#### Provided records ####

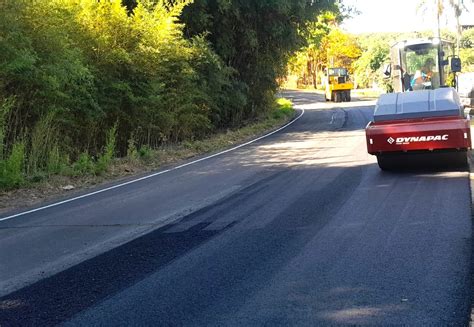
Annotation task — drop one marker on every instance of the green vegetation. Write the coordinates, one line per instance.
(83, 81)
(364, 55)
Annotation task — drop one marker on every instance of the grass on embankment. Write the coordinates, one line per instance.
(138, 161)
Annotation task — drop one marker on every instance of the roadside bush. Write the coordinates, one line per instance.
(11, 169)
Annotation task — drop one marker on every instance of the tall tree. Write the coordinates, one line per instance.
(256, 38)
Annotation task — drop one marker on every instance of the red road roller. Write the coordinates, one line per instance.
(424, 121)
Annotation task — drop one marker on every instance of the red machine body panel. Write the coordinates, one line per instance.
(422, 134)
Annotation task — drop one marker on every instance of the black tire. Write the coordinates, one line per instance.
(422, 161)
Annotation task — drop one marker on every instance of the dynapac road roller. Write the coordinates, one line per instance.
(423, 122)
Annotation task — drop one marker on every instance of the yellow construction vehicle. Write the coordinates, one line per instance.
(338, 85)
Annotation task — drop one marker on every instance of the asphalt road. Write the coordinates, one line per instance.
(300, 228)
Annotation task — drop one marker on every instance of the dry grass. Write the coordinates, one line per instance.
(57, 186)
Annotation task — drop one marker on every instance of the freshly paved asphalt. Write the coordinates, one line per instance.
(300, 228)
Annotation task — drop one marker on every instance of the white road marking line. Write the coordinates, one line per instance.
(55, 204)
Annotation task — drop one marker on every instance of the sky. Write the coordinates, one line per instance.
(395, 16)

####
#### Provided records ####

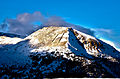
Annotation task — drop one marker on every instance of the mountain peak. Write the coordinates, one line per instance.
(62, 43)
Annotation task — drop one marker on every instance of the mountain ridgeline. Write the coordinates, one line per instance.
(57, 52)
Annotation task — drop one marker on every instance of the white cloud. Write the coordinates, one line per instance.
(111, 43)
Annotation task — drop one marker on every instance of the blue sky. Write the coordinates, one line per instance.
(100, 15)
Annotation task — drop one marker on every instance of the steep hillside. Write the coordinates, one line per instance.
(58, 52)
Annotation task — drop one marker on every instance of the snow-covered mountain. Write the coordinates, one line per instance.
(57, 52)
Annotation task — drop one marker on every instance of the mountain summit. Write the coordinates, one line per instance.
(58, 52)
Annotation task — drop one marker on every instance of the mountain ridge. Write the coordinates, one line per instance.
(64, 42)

####

Given exercise. Find every line in the items above that contains the word "white", and copy each of those lines.

Answer to the exercise.
Annotation task — drop one marker on every instance of the white road marking line. Write the coordinates, one line per instance.
Annotation task — drop one marker on every instance of the white cloud. Write the coordinates, one line per instance.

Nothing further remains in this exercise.